### To do:
Precise copying is required. Return the data below in full.

### Supplied information:
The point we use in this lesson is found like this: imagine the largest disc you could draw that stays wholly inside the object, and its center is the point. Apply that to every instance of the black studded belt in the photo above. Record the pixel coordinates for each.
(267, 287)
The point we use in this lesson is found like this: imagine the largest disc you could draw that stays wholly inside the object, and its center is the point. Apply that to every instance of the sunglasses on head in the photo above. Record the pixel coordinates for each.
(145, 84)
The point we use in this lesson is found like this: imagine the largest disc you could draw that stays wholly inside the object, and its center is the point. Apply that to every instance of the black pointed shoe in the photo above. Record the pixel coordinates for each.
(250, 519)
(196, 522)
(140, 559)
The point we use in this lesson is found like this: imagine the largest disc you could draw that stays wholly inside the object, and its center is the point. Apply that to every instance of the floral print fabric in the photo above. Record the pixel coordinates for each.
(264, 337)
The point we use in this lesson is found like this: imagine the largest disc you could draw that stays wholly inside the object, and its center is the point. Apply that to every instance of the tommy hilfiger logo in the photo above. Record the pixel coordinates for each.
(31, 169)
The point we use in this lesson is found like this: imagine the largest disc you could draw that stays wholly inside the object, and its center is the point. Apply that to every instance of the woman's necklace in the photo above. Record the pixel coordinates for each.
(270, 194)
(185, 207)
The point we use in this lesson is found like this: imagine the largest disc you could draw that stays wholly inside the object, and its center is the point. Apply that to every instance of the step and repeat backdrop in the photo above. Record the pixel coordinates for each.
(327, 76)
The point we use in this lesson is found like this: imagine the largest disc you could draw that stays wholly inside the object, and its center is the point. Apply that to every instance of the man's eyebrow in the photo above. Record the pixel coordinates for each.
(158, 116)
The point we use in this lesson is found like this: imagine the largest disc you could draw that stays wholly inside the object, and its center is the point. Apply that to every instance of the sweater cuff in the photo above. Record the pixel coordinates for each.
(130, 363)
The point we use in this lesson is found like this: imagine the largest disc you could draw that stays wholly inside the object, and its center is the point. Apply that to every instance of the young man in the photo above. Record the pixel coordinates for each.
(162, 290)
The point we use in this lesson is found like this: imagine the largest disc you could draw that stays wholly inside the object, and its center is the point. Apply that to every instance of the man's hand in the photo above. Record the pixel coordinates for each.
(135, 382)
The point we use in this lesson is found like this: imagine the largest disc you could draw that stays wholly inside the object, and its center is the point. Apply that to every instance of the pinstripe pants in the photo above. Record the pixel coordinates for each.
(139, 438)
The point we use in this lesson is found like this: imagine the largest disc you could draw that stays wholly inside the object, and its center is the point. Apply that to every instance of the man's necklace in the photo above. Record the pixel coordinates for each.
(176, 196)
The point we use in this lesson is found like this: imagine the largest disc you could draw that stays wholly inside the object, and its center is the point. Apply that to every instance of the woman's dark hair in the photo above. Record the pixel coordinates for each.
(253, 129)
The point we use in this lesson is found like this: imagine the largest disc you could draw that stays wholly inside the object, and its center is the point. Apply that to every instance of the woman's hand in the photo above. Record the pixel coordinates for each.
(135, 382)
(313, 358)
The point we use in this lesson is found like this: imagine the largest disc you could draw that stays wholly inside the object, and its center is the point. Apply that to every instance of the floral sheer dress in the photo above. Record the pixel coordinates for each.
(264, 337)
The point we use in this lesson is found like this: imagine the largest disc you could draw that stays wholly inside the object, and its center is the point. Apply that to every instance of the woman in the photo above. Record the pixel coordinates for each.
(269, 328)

### Response box:
The point we use in this lesson is found like this: imagine the largest disc you could draw that stays wholly inside the object, and its center is the point. Apply that to every instance of the black studded belt in the photo above. Record the pixel coordinates for each.
(267, 287)
The point we use in this lesson is found like this: imagine the largest disc you could draw that stays wholly inside the object, and its center is the point. Apply that to every instance of the sunglasses on head in the photo above. Record the pixel coordinates for each.
(145, 84)
The point we use in this lesson is found like this: imagine the largest disc you could draw that stays wholly inside the object, and its center is the point. Apply that to every instance of the black pointed shoe in the photo above. Record the pixel coordinates for each.
(250, 519)
(196, 522)
(140, 559)
The point we use in this lesson is found like this: imagine the largest disc you could draw that stays wholly inside the object, and its center is the point. Apply that to every instance of the floral print fabric in the photo above. Record the pixel coordinates for each.
(264, 337)
The point we use in this lesson is found like this: imagine the largest disc you could draw that stays wholly inside the object, and its center is the point. Apply that to every instance of the tommy hilfiger logo in the photo above. Record the pixel coordinates for each.
(31, 169)
The point we use in this lesson is found like this: imagine the largest disc you could draw that stays wholly inside the object, and its center is the point. Apply that to every instance of the woman's necklace in the photo above. Record the pixel coordinates for each.
(270, 194)
(185, 207)
The point we use in this lesson is found like this: imagine the largest disc you could draw that stays wholly inside the object, and its center is the point. Apply that to every instance of the step and repeat backdrop in the photo above. Record the pixel coordinates for each.
(327, 76)
The point we use in this lesson is found like this: imagine the largest disc you could draw that stays wholly inside the object, and its center is the point. Apply that to every instance of the man's eyebrow in the photo above. Record the pixel coordinates for each.
(158, 116)
The point we use in this lesson is found like this: imagine the largest disc you could draw that stays wholly inside the object, and its center is the point. Apply that to every instance of the sweater cuff in the photo above. Record the pixel coordinates for each.
(130, 363)
The point we use in this lesson is found like this: imagine the largest disc you could draw that stays wholly inside the object, and its center is the point. Apply that to every instance of the young man in the photo above. Record the pixel coordinates for each.
(162, 290)
The point we use in this lesson is found like this: imagine the largest disc you could draw that stays wholly inside the object, and its center is the point. Apply that to every instance of the man's hand in the photo above. Record the pixel coordinates for each.
(135, 382)
The point we use in this lesson is found like this: imagine the largest disc you could draw that stays wholly inside the object, and its center is the point. Apply that to every instance of the pinstripe pants in the photo above. Record the pixel coordinates for each.
(139, 438)
The point we use in this lesson is found like this: imagine the largest disc you could draw that stays wholly inside the object, and its center is the point. Apply that to every instance of the man's necklace in the photo above. Record the pixel coordinates for each.
(176, 196)
The point we use in this lesson is found like this: imagine the largest disc you could draw that stays wholly inside the object, and its center is the point. Apply that to every instance of the woman's dark hair in the photo above. Record the pixel coordinates for each.
(253, 129)
The point we use in this lesson is found like this: imagine the largest disc you could draw that stays wholly inside the object, and its center is the point. Apply that to every instance of the woman's hand in the photo above. Record the pixel coordinates for each.
(135, 382)
(313, 358)
The point we use in this lesson is found like this: imagine the largest disc you could draw that stays wholly inside the object, and its center is the point. Apply that to every instance of the floral sheer dress in the photo above. Record the pixel coordinates for each.
(264, 337)
The point we use in this lesson is found like this: imagine the largest disc you could draw that stays wholly inside the object, and its center is the point. Apply that to every instance of the woman in the photo above. Record the pixel coordinates for each.
(269, 328)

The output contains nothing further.